=== Excerpt ===

---------------

Growth and development — Active smoking by pregnant women, resulting in secondhand smoke exposure for the developing fetus, increases risk for a variety of adverse health effects in children; these effects are hypothesized to result primarily from transplacental exposure of the fetus to tobacco smoke components. Maternal smoking during pregnancy reduces birth weight [5,14,22,23]. SHS exposure of nonsmoking mothers is associated with reduced birth weight as well, although the extent of the reduction is far less than for active maternal smoking during pregnancy. Summary estimates of the reduction of birth weight associated with paternal smoking range from 24 to 31 grams [24,25]. Adverse effects of in utero or postnatal exposure to SHS on neuropsychological development and physical growth have also been postulated. A number of components of SHS may produce these effects, including nicotine and carbon monoxide.
Other nonfatal perinatal health effects possibly associated with SHS exposure are growth retardation [26-28] and congenital malformations. The few studies conducted to assess the association between paternal smoking and congenital malformations have demonstrated risks ranging from 1.2 to 2.6 for exposed compared with nonexposed children [29-31].
Sudden infant death syndrome — Sudden infant death syndrome (SIDS) refers to the unexpected death of a seemingly healthy infant while asleep. Although maternal smoking during pregnancy has been causally associated with SIDS, these studies measured maternal smoking after pregnancy, along with paternal smoking and household smoking generally. (See "Sudden infant death syndrome", section on Maternal risk factors).
In the WHO consultation, the evidence on secondhand smoke (post-birth) and SIDS was considered inconclusive, although there was some indication of increased risk [14]. Based on further evidence, the California EPA concluded that secondhand smoke is a cause of SIDS [15]. The conclusions of both the 2004 and 2006 Surgeon General's reports state that the scientific evidence is insufficient to infer a causal relationship between exposure to secondhand smoke and sudden infant death syndrome [5,32]. The 2006 report goes on to state that tobacco smoke exposure is one of the major preventable risk factors for SIDS, and all measures should be taken to protect infants from exposure to secondhand smoke.
Childhood cancers — Secondhand smoke, including maternal smoking during pregnancy, has been evaluated as a risk factor for the major childhood cancers. The evidence is limited and does not yet support conclusions about the causal nature of the observed associations. In a meta-analysis conducted for the WHO consultation, the pooled estimate of the relative risk for any childhood cancer associated with maternal smoking was 1.11 (95% CI 1.00-1.23) and that for leukemia was 1.14 (95% CI 0.97-1.33) [14].
Lower respiratory tract illnesses — Infants with smoking parents have an increased risk of lower respiratory tract illness, including a significantly increased frequency of bronchitis and pneumonia during the first year of life [5,33-36]. Presumably this association represents an increase in frequency or severity of illnesses that are infectious in etiology and not a direct response of the lung to the toxic components of SHS. Effects of exposure in utero on the airways may also play a role in the effect of postnatal exposure on risk for lower respiratory illnesses.

---------------

=== Study questions ===
A. According to the passage on secondhand smoke and children's health, how are the adverse effects in children of smoking during pregnancy thought to come about? Answer in one to three sentences.
B. Translate this sentence from the passage on secondhand smoke and children's health into Spanish: "Sudden infant death syndrome (SIDS) refers to the unexpected death of a seemingly healthy infant while asleep."
C. Write the next part of the passage on secondhand smoke and children's health, starting after its last sentence.
The rows that come after this passage are not needed here.

---------------

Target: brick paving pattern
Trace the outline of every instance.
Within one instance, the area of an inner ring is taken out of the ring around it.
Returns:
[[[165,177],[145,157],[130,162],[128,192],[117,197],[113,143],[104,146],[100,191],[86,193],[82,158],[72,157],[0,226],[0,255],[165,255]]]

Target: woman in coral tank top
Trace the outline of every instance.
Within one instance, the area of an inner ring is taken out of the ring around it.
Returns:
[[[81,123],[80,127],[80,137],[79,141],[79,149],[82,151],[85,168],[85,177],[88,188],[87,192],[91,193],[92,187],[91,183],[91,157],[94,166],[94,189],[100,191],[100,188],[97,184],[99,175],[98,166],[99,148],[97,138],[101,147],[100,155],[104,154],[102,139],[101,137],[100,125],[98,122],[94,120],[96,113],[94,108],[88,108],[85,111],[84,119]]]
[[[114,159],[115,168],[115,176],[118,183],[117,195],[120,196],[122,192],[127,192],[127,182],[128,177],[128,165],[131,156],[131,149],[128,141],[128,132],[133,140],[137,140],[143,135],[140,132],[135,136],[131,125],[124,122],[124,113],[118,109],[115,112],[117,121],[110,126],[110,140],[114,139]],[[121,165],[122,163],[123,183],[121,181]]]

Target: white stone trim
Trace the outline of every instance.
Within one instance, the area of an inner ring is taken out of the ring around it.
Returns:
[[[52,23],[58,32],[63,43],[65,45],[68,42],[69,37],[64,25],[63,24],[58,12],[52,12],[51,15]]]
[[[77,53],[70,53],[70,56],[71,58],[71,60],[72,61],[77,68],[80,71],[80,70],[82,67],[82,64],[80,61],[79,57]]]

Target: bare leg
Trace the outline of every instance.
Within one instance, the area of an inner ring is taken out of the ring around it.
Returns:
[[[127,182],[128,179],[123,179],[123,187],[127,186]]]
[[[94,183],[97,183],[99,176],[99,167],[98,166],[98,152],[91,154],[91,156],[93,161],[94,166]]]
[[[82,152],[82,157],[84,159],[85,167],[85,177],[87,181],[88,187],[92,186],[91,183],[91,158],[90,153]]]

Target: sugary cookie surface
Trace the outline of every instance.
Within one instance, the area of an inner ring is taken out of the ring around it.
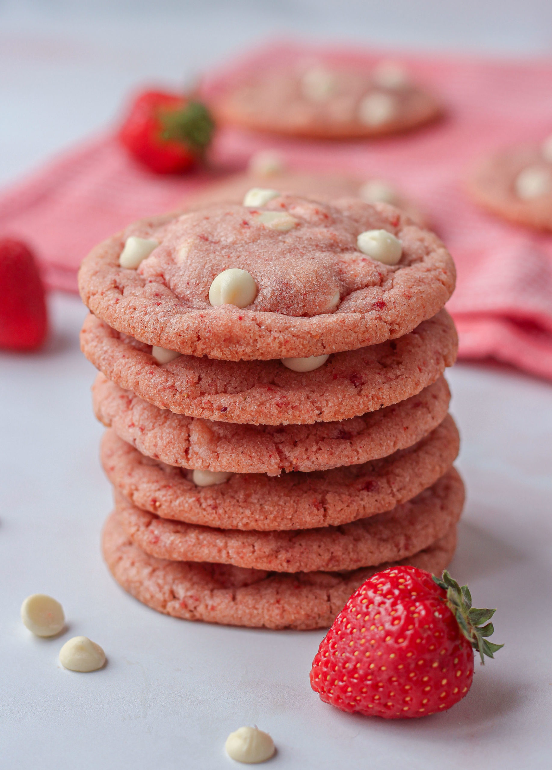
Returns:
[[[396,263],[361,250],[371,231],[393,236]],[[159,243],[137,269],[119,262],[130,236]],[[79,274],[85,303],[113,328],[229,360],[400,336],[443,307],[454,280],[439,239],[393,206],[289,194],[138,223],[96,247]]]
[[[394,62],[275,66],[230,85],[212,109],[222,122],[295,136],[346,139],[403,131],[441,112]]]

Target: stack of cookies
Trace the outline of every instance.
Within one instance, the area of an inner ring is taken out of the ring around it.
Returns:
[[[255,189],[130,226],[79,286],[115,487],[104,555],[127,591],[316,628],[376,571],[447,564],[463,487],[436,236],[386,203]]]

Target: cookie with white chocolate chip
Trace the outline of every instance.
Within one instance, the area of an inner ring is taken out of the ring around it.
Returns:
[[[366,203],[390,203],[402,209],[420,227],[427,226],[427,218],[420,207],[394,183],[353,174],[292,171],[286,169],[283,161],[276,165],[277,158],[268,151],[256,153],[248,172],[212,182],[182,201],[182,207],[192,210],[213,203],[241,203],[252,188],[270,187],[322,200],[353,196]]]
[[[487,158],[468,179],[472,198],[520,225],[552,230],[552,135]]]
[[[161,409],[227,423],[346,420],[409,398],[454,363],[446,310],[398,340],[313,358],[220,361],[180,356],[121,334],[92,313],[81,349],[122,388]]]
[[[402,561],[440,574],[456,542],[453,526],[427,548]],[[149,607],[185,620],[250,628],[327,628],[365,580],[393,566],[379,564],[353,572],[282,573],[158,559],[134,545],[116,512],[105,523],[102,546],[116,581]]]
[[[392,236],[386,248],[360,239],[372,231]],[[131,236],[159,243],[137,269],[119,263]],[[139,222],[97,246],[79,281],[98,317],[141,342],[266,360],[408,333],[443,306],[455,270],[437,236],[391,206],[277,194]]]
[[[334,139],[408,131],[443,112],[437,98],[391,62],[372,69],[322,62],[257,69],[230,82],[211,108],[220,123]]]
[[[355,570],[398,561],[442,537],[460,518],[462,480],[450,468],[390,511],[339,527],[259,532],[168,521],[115,494],[115,510],[135,545],[150,556],[209,561],[269,572]]]
[[[417,436],[414,429],[410,437]],[[388,511],[434,484],[458,448],[458,431],[445,416],[414,444],[383,457],[277,477],[169,466],[141,454],[113,430],[104,435],[101,456],[115,488],[162,518],[219,529],[283,531],[336,527]]]
[[[421,395],[412,403],[421,407]],[[370,435],[378,420],[370,417],[381,410],[313,425],[236,425],[158,409],[102,374],[92,386],[92,402],[100,422],[125,441],[148,457],[184,468],[269,476],[322,470],[363,462],[374,457],[380,444]]]

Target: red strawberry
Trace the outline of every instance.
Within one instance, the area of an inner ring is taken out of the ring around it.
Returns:
[[[494,610],[471,608],[467,586],[445,571],[435,578],[393,567],[355,591],[320,643],[310,684],[326,703],[386,719],[445,711],[464,697],[473,676],[473,648],[483,655],[502,644]]]
[[[34,350],[48,328],[44,286],[35,258],[25,245],[0,239],[0,347]]]
[[[146,91],[119,130],[131,153],[159,174],[186,171],[203,158],[214,123],[207,108],[185,96]]]

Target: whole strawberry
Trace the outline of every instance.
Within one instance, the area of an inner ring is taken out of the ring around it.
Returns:
[[[34,350],[46,336],[44,286],[31,251],[0,239],[0,348]]]
[[[159,174],[186,171],[202,159],[214,124],[200,102],[146,91],[132,102],[119,136],[132,156]]]
[[[483,656],[502,644],[494,610],[471,607],[467,586],[446,571],[438,578],[416,567],[378,572],[355,591],[320,643],[310,684],[326,703],[386,719],[443,711],[464,697],[473,676],[473,648]]]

---------------

=== Exercise results ===
A. They are hypothesized to result mainly from transplacental exposure: components of tobacco smoke reach the developing fetus through the placenta.

B. El síndrome de muerte súbita del lactante (SMSL) se refiere a la muerte inesperada de un lactante aparentemente sano mientras duerme.

C.
The approximate increase in lower respiratory illness risk is 50 percent if either parent smokes, with a somewhat greater increase for maternal smoking specifically (odds ratio 1.70 [95% CI 1.56-1.84]) [5]. Although health outcome measures have varied somewhat among the various studies, the relative risks associated with involuntary smoking were similar, and dose-response relationships with the extent of parental smoking have been demonstrated.
Most studies have shown that maternal smoking rather than paternal smoking underlies the increased risk of parental smoking, although studies from China show that paternal smoking alone can increase the incidence of lower respiratory illness [36,37]. An effect of secondhand smoke has not been readily identified after the first few years of life; this finding may be explained by higher exposures because of the time-activity patterns of young infants, which place them in close proximity to cigarettes smoked by their mothers.
Respiratory symptoms and illness — Numerous surveys demonstrate a greater frequency of the most common respiratory symptoms: cough, phlegm, and wheeze, in the children of smokers [7,12,15,38]. In a meta-analysis prepared for the 2006 US Surgeon General's report of the relevant studies, including 45 of wheeze, 39 of chronic cough, 10 of chronic phlegm, and 6 of breathlessness, calculated pooled odds ratios for either parent smoking as 1.23 (95% CI 1.14-1.33) for asthma, 1.26 (95% CI 1.20-1.33) for wheeze, 1.35 (95% CI 1.27-1.43) for cough, 1.35 (95% CI 1.30-1.41) for phlegm, and 1.31 (95% CI 1.14-1.50) for breathlessness [5]. Having both parents smoke was associated with the highest levels of risk (show table 2).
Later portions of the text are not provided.